● **Requirement**
Extract every line below that contains the string "white", treating uppercase and lowercase letters as distinct.

═════ Listing

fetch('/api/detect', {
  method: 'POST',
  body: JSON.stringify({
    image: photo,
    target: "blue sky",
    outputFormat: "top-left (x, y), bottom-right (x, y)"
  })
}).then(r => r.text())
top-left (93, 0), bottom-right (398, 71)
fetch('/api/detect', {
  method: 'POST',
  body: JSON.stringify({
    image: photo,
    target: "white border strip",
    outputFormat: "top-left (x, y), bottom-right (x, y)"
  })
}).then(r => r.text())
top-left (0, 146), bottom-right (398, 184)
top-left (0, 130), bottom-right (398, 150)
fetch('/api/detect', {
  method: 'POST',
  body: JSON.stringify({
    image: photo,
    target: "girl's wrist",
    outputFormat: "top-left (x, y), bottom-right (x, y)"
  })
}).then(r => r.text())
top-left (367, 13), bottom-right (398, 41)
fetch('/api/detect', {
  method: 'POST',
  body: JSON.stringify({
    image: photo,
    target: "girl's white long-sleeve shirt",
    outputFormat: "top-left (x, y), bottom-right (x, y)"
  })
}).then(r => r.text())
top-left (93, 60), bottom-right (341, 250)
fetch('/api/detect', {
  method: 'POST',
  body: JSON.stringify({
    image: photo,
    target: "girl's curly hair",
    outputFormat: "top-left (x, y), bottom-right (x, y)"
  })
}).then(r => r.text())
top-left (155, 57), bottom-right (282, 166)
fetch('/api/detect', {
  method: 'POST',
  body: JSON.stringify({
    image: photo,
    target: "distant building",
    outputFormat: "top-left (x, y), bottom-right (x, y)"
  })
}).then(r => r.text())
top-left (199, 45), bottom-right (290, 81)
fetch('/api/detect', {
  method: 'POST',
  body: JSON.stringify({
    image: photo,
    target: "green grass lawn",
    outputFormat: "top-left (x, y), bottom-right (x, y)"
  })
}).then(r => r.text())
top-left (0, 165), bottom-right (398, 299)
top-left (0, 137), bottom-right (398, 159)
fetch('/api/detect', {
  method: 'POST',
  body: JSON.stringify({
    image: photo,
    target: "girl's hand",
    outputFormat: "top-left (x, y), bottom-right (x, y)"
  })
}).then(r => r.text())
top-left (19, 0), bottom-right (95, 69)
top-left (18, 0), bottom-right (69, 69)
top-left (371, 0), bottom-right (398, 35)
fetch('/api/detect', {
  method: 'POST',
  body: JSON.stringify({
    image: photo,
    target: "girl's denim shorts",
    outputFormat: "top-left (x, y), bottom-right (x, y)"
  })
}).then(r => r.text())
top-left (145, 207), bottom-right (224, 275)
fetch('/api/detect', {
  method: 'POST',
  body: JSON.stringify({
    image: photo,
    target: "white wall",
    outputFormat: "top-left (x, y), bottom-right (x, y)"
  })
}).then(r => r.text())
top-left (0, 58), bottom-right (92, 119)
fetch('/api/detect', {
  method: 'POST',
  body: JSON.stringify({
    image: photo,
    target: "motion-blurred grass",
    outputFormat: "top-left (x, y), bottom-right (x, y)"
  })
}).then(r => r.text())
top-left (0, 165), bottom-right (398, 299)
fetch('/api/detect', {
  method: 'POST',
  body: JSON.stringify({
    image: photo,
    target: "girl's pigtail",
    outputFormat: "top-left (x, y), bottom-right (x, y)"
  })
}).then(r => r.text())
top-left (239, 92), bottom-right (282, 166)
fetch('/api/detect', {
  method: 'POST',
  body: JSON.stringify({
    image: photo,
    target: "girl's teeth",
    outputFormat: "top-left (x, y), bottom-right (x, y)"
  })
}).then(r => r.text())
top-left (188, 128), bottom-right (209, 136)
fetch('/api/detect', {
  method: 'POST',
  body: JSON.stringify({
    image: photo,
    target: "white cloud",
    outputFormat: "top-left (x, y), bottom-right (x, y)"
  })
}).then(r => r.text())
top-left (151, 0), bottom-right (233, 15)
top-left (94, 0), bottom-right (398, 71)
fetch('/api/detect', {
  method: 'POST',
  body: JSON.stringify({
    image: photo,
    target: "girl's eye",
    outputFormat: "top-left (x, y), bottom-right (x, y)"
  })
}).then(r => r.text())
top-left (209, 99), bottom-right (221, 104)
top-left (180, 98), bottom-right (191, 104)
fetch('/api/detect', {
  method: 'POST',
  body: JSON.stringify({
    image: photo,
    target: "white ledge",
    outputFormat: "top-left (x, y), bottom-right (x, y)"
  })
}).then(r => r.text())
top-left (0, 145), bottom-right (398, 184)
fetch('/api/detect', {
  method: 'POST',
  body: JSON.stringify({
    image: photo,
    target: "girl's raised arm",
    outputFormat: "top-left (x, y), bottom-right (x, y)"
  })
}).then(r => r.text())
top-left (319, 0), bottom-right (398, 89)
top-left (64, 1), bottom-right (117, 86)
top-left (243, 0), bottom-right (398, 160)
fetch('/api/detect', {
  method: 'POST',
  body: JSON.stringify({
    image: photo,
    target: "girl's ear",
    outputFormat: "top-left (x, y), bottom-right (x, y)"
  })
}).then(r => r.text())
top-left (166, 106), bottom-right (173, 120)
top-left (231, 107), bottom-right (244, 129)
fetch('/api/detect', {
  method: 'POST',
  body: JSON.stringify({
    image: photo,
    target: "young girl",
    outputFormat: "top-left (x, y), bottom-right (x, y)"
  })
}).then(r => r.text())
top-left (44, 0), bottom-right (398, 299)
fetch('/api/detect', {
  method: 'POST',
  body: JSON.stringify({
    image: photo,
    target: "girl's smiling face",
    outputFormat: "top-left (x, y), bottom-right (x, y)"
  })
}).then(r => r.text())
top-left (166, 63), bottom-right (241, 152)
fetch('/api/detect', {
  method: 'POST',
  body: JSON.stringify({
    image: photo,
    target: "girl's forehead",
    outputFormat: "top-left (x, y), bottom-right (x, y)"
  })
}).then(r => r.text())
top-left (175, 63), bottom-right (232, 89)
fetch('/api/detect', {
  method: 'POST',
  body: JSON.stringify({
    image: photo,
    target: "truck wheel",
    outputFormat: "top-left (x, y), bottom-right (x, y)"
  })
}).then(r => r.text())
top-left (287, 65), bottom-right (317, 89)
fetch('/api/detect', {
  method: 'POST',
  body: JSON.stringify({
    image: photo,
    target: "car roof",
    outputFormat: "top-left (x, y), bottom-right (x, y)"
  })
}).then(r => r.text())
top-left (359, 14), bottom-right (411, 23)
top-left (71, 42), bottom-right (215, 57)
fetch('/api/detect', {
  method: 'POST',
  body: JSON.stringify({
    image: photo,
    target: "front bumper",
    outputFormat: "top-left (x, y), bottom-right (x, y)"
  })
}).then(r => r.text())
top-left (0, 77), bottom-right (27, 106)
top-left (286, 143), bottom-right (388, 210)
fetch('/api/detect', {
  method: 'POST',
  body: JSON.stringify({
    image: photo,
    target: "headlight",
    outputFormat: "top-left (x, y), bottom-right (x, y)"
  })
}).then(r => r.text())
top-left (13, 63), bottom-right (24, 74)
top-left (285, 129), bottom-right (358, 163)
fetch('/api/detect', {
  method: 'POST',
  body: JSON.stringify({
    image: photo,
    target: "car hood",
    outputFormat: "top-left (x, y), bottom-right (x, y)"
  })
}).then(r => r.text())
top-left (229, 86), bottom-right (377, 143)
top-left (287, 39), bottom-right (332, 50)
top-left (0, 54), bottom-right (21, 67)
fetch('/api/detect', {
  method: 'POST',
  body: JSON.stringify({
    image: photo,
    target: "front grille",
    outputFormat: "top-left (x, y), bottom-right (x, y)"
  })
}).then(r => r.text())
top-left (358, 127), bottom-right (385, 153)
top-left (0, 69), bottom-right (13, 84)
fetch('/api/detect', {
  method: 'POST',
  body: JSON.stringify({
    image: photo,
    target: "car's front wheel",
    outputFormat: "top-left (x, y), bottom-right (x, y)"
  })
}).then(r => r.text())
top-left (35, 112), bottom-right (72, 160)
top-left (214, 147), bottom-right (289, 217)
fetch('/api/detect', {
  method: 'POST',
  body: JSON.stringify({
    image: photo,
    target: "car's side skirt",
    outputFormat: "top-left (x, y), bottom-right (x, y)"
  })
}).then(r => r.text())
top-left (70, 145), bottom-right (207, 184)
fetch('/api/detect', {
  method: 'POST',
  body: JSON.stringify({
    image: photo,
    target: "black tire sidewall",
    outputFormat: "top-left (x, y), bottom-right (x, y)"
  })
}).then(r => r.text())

══════════

● **In response**
    target: "white border strip",
    target: "girl's white long-sleeve shirt",
    target: "white wall",
    target: "white cloud",
    target: "white ledge",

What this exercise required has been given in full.